Stored records |
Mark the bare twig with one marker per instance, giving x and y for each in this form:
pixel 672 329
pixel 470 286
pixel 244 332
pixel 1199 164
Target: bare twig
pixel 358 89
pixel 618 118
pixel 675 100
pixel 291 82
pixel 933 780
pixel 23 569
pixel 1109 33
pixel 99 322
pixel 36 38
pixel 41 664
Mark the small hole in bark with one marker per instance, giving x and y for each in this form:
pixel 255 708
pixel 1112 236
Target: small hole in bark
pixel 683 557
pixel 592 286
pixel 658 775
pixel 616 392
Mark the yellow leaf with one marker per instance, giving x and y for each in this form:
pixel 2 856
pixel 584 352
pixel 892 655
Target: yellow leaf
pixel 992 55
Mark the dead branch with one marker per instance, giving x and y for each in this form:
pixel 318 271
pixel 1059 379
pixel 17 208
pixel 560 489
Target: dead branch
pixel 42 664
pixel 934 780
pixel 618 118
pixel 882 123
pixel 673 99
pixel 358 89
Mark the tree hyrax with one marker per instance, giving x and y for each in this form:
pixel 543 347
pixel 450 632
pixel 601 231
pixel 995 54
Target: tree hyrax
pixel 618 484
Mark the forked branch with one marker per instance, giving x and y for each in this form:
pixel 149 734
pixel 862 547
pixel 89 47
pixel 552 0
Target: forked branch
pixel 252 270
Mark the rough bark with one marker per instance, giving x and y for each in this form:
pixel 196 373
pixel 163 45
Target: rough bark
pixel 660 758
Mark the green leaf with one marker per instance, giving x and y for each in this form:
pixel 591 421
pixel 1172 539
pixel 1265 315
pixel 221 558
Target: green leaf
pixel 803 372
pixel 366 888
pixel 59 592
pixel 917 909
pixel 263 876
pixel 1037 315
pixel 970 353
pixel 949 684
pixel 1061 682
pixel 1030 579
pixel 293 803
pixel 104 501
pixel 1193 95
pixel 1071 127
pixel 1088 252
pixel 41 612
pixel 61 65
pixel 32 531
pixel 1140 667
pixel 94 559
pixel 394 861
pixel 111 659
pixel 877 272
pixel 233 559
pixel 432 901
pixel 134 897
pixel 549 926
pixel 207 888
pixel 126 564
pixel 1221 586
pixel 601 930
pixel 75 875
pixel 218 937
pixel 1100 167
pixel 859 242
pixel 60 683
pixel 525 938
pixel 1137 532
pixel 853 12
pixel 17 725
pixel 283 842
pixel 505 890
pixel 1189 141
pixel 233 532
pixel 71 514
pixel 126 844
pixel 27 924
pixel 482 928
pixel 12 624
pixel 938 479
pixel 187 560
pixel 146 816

Task statement | Output the line holding "Mark the dead", then every later line through the end of the records above, exactly as given and nothing else.

Problem solution |
Mark the dead branch with one marker per instance, giving x and y for each in this form:
pixel 318 271
pixel 1059 379
pixel 17 208
pixel 560 489
Target: dead branch
pixel 42 664
pixel 934 780
pixel 618 118
pixel 882 123
pixel 673 99
pixel 358 89
Mark the tree hyrax with one marker per instance, giving x and y for each in this form:
pixel 543 347
pixel 450 632
pixel 601 231
pixel 995 54
Target: tree hyrax
pixel 618 484
Mark the forked branch with one marker per instance, giving x and y for each in this form:
pixel 149 734
pixel 862 547
pixel 89 47
pixel 552 0
Target: forked branch
pixel 252 270
Mark the rough bark with one marker per instance, giving x and y for each in this form:
pixel 196 373
pixel 163 45
Target: rough bark
pixel 660 758
Mark the green leaf with one marker per instance, giving x and y for each in this form:
pixel 591 421
pixel 1172 539
pixel 1265 315
pixel 221 558
Target: green leaf
pixel 803 372
pixel 366 888
pixel 59 592
pixel 917 909
pixel 263 876
pixel 1037 315
pixel 970 353
pixel 949 684
pixel 1061 682
pixel 1030 579
pixel 293 803
pixel 104 501
pixel 1193 95
pixel 1071 127
pixel 1088 252
pixel 41 612
pixel 61 65
pixel 32 531
pixel 1140 667
pixel 94 559
pixel 394 861
pixel 111 659
pixel 877 272
pixel 233 559
pixel 432 901
pixel 134 897
pixel 549 926
pixel 207 888
pixel 126 564
pixel 1221 586
pixel 601 930
pixel 75 875
pixel 218 937
pixel 1100 167
pixel 859 242
pixel 60 683
pixel 525 938
pixel 1137 532
pixel 853 12
pixel 17 725
pixel 283 842
pixel 505 890
pixel 1189 141
pixel 233 532
pixel 71 514
pixel 126 844
pixel 27 924
pixel 482 928
pixel 12 624
pixel 938 479
pixel 187 560
pixel 146 816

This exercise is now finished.